## [Exercício proposto]
Repita todos os itens abaixo, linha por linha e sem nenhuma alteração, deixando as imagens de fora da resposta.

+++ Itens fornecidos +++

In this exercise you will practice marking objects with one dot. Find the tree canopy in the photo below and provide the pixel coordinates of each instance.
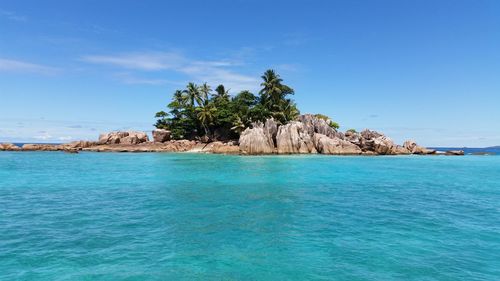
(199, 111)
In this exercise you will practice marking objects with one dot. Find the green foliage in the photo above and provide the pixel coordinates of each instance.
(198, 111)
(330, 122)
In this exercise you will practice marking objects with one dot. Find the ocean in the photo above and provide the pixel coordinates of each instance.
(186, 216)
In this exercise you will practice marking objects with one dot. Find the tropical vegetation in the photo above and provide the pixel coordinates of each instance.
(200, 112)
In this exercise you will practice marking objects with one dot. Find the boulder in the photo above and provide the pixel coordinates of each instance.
(221, 148)
(161, 135)
(139, 137)
(129, 137)
(353, 137)
(129, 140)
(271, 129)
(78, 145)
(380, 144)
(40, 147)
(455, 152)
(312, 125)
(293, 138)
(256, 140)
(414, 148)
(9, 147)
(326, 145)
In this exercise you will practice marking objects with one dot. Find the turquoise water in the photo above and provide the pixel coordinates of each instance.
(106, 216)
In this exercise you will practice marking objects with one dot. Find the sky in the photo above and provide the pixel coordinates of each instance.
(422, 70)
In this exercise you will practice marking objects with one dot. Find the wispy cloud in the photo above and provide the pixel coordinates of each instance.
(138, 61)
(132, 79)
(8, 65)
(12, 16)
(212, 72)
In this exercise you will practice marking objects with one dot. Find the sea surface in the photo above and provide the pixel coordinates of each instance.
(161, 216)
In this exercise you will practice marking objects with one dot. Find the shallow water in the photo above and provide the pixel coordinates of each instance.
(112, 216)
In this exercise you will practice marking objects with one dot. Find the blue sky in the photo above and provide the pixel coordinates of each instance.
(423, 70)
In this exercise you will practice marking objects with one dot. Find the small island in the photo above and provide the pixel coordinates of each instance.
(200, 119)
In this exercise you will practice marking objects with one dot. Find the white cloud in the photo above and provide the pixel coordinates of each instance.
(138, 61)
(44, 136)
(8, 65)
(129, 78)
(213, 72)
(12, 16)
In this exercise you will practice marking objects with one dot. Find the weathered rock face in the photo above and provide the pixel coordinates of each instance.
(78, 144)
(414, 148)
(293, 138)
(271, 129)
(40, 147)
(131, 137)
(326, 145)
(313, 125)
(9, 147)
(380, 144)
(221, 148)
(256, 140)
(454, 152)
(161, 135)
(353, 137)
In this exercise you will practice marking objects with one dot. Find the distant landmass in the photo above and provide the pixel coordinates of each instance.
(472, 150)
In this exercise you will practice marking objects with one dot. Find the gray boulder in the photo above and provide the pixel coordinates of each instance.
(414, 148)
(314, 125)
(161, 135)
(292, 138)
(326, 145)
(9, 147)
(256, 140)
(129, 137)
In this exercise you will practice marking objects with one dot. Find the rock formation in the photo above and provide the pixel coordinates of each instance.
(327, 145)
(257, 140)
(9, 147)
(161, 135)
(129, 137)
(308, 134)
(313, 125)
(293, 138)
(379, 143)
(414, 148)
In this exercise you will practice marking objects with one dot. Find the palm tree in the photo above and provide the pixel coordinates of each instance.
(238, 125)
(221, 92)
(180, 97)
(193, 93)
(271, 87)
(206, 116)
(272, 95)
(205, 90)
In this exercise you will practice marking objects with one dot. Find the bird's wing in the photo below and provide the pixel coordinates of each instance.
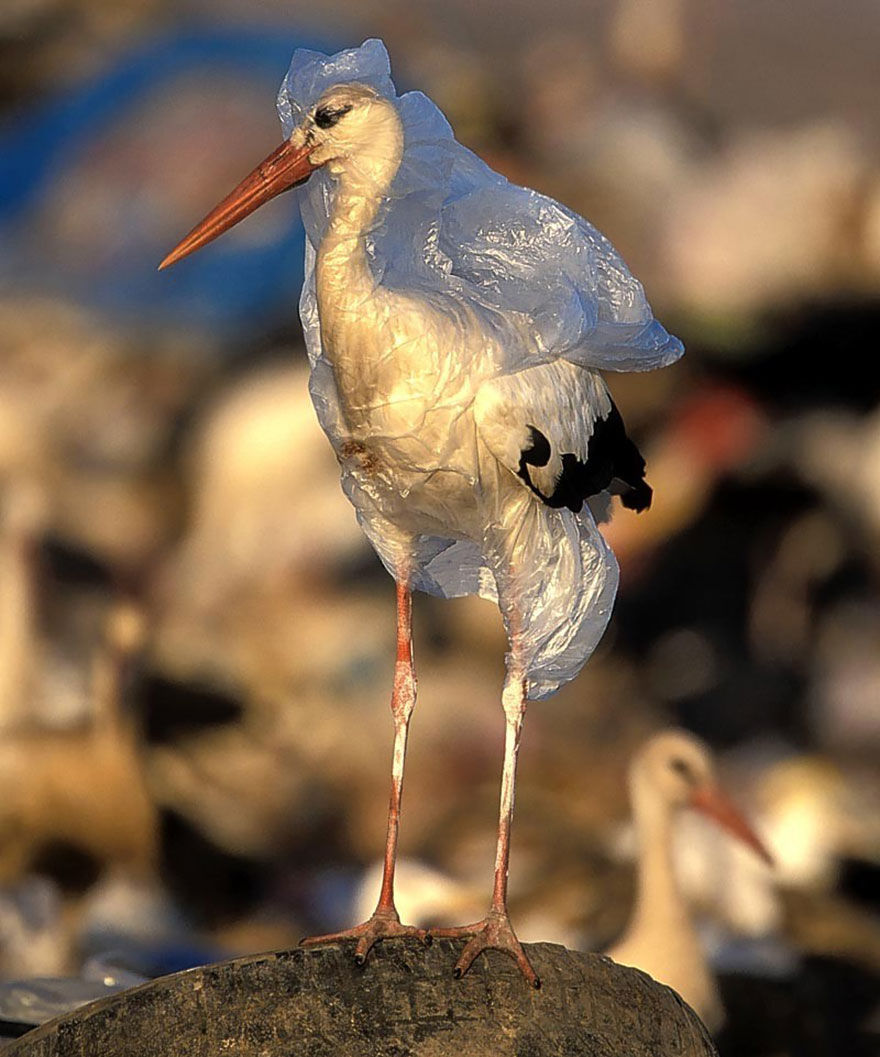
(527, 253)
(557, 428)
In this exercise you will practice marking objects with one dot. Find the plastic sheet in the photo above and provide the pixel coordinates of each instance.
(486, 309)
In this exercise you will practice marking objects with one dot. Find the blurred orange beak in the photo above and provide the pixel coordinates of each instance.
(284, 168)
(713, 802)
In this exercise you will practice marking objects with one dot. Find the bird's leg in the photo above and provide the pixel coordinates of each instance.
(495, 930)
(385, 921)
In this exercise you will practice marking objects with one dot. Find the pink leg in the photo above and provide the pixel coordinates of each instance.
(386, 921)
(495, 931)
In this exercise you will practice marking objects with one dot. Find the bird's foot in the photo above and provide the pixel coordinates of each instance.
(493, 932)
(382, 925)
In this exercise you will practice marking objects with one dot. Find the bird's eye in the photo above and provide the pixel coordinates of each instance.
(325, 117)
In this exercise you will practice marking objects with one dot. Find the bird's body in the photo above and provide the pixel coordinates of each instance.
(455, 325)
(673, 771)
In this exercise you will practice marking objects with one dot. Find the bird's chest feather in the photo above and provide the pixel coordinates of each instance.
(406, 386)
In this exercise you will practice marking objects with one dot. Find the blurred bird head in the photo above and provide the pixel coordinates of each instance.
(352, 130)
(673, 771)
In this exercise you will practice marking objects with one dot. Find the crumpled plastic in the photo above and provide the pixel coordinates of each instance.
(550, 288)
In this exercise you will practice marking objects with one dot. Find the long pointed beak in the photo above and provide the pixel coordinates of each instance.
(711, 800)
(284, 168)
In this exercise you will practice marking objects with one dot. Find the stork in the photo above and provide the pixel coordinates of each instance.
(455, 325)
(674, 771)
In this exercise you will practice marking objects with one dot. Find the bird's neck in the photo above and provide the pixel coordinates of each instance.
(659, 903)
(344, 278)
(343, 271)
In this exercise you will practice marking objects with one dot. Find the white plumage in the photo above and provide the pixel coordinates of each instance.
(454, 325)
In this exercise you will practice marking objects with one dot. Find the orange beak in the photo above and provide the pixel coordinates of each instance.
(284, 168)
(714, 802)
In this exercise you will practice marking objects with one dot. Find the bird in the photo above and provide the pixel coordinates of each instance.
(674, 771)
(455, 326)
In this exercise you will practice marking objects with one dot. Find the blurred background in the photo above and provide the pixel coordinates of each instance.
(195, 641)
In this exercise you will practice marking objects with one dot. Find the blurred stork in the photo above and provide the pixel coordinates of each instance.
(671, 772)
(455, 325)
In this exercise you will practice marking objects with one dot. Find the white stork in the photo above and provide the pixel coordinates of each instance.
(674, 771)
(455, 325)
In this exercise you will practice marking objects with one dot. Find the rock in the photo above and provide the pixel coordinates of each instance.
(405, 1001)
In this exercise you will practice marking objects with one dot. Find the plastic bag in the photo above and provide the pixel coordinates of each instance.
(495, 267)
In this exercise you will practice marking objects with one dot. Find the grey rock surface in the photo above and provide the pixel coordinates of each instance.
(405, 1001)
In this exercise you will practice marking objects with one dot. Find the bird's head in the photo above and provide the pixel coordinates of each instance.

+++

## [Resultado]
In this exercise you will practice marking objects with one dot. Find the tree canopy in the photo below and provide the pixel coordinates of each instance.
(199, 111)
In this exercise you will practice marking objects with one dot. Find the green foliage in the photo above and provide the pixel coordinates of each instance.
(198, 111)
(330, 122)
In this exercise you will practice marking objects with one dot. Find the ocean in the photo above and provide the pixel coordinates of each instance.
(186, 216)
In this exercise you will practice marking objects with one dot. Find the tropical vegetation in the photo above and provide the pixel coordinates of each instance.
(200, 112)
In this exercise you will practice marking objects with one dot. Find the boulder in the photo above and provide the pixel coordinates of each instance.
(221, 148)
(161, 135)
(139, 137)
(129, 137)
(353, 137)
(129, 140)
(271, 129)
(78, 145)
(380, 144)
(40, 147)
(455, 152)
(312, 125)
(293, 138)
(256, 140)
(414, 148)
(9, 147)
(326, 145)
In this exercise you will practice marking objects with one dot. Find the turquoise water in the photo above and provide the pixel coordinates of each instance.
(106, 216)
In this exercise you will practice marking objects with one dot. Find the sky in the photo above and provide the pixel coordinates of each instance.
(422, 70)
In this exercise you will practice marking objects with one dot. Find the wispy cloud in the photo above and provide the pixel coordinates of each instance.
(138, 61)
(132, 79)
(8, 65)
(12, 16)
(212, 72)
In this exercise you will practice marking objects with one dot. Find the sea surface in the photo above and provide the pixel coordinates of each instance.
(161, 216)
In this exercise you will practice marking objects with one dot. Find the shallow water in the photo above and provide the pixel coordinates of each instance.
(112, 216)
In this exercise you will practice marking objects with one dot. Find the blue sky in the photo above and provide the pixel coordinates of each instance.
(423, 70)
In this exercise you will practice marking objects with one dot. Find the small island in the photo above and provide the pixel coordinates of each instance.
(200, 119)
In this exercise you will practice marking objects with one dot. Find the white cloud in the photo above and provide the pixel coordinates of each instance.
(138, 61)
(44, 136)
(8, 65)
(129, 78)
(213, 72)
(12, 16)
In this exercise you will practice marking objects with one dot. Find the weathered rock face in the photo above and provide the pixel coordinates of each instance.
(78, 144)
(414, 148)
(293, 138)
(271, 129)
(40, 147)
(131, 137)
(326, 145)
(313, 125)
(9, 147)
(380, 144)
(221, 148)
(256, 140)
(454, 152)
(161, 135)
(353, 137)
In this exercise you will practice marking objects with one dot. Find the distant landmass in the photo above and provide the pixel coordinates of each instance.
(472, 150)
In this exercise you will practice marking objects with one dot. Find the gray boulder in the photo above and provide the pixel coordinates of each instance.
(414, 148)
(314, 125)
(161, 135)
(292, 138)
(326, 145)
(9, 147)
(256, 140)
(129, 137)
In this exercise you will practice marking objects with one dot. Find the rock formation in the photo above and provide the pixel coordinates of each instance.
(327, 145)
(257, 140)
(9, 147)
(161, 135)
(129, 137)
(308, 134)
(313, 125)
(293, 138)
(379, 143)
(414, 148)
In this exercise you will practice marking objects with one dot. Find the palm tree in the photo above and provide the pixel coordinates of each instance.
(238, 125)
(221, 92)
(180, 97)
(193, 93)
(271, 87)
(206, 116)
(272, 95)
(205, 90)
In this exercise you will practice marking objects with one dot. Find the bird's wing in the photo below and provide the pixel coordinates of each instance.
(527, 253)
(557, 428)
In this exercise you will practice marking objects with one dot. Find the plastic sheet in the photo above and provide the pixel coordinates of each instance.
(486, 309)
In this exercise you will practice marking objects with one dot. Find the blurred orange beak in the photo above and provide the pixel coordinates of each instance.
(284, 168)
(713, 802)
In this exercise you will practice marking objects with one dot. Find the bird's leg in the photo above and provide the pixel coordinates of each instance.
(495, 930)
(385, 921)
In this exercise you will practice marking objects with one dot. Find the pink leg in the photo above and provide the pixel coordinates of each instance.
(386, 921)
(495, 931)
In this exercise you will practice marking objects with one dot. Find the bird's foot in the photo above and provide the pixel coordinates of each instance.
(493, 932)
(382, 925)
In this exercise you will practice marking objects with one dot. Find the bird's eye in the photo above and provide the pixel coordinates of each instance.
(325, 117)
In this exercise you will practice marking objects with one dot. Find the bird's body in the photo above and provide the pixel coordinates of each instance.
(455, 325)
(673, 771)
In this exercise you will practice marking objects with one dot. Find the bird's chest feather in the photo above and provide the pixel coordinates of each instance.
(406, 386)
In this exercise you will practice marking objects with one dot. Find the blurred bird head in the photo above and provide the pixel coordinates of each instance.
(352, 130)
(673, 771)
In this exercise you will practice marking objects with one dot. Find the crumpled plastic in the photo above and provide the pixel coordinates of each instance.
(550, 288)
In this exercise you will practice marking objects with one dot. Find the long pointed beak in the photo above and provide the pixel coordinates of each instance.
(711, 800)
(284, 168)
In this exercise you will practice marking objects with one dot. Find the stork in the photo above and provide the pixel coordinates of each instance.
(455, 325)
(674, 771)
In this exercise you will practice marking objects with one dot. Find the bird's neck in the photo above and provide the pixel coordinates of each instance.
(659, 903)
(344, 278)
(343, 271)
In this exercise you will practice marking objects with one dot. Find the white plumage in the photo above and provide the pixel coordinates of each instance.
(454, 325)
In this exercise you will practice marking objects with one dot. Find the orange beak in the photo above and provide the pixel coordinates of each instance.
(284, 168)
(714, 802)
In this exercise you will practice marking objects with one dot. Find the bird in the photo above and provide the pixel coordinates of each instance.
(674, 771)
(455, 326)
In this exercise you will practice marking objects with one dot. Find the blurred background in the photo above and provide the pixel coordinates of each instance.
(195, 641)
In this exercise you will practice marking objects with one dot. Find the blurred stork in the photo above and provide the pixel coordinates of each instance.
(671, 772)
(455, 325)
In this exercise you will practice marking objects with one dot. Find the white stork in the photo above and provide the pixel coordinates of each instance.
(674, 771)
(455, 325)
In this exercise you will practice marking objects with one dot. Find the rock in the photo above and provide the pixel coordinates of each instance.
(405, 1001)
In this exercise you will practice marking objects with one dot. Find the plastic bag in the photo above and provide the pixel coordinates of each instance.
(495, 267)
In this exercise you will practice marking objects with one dot. Find the grey rock surface in the photo above and provide the pixel coordinates of each instance.
(405, 1001)
In this exercise you will practice marking objects with one dot. Find the bird's head in the photo above and provide the pixel coordinates of each instance.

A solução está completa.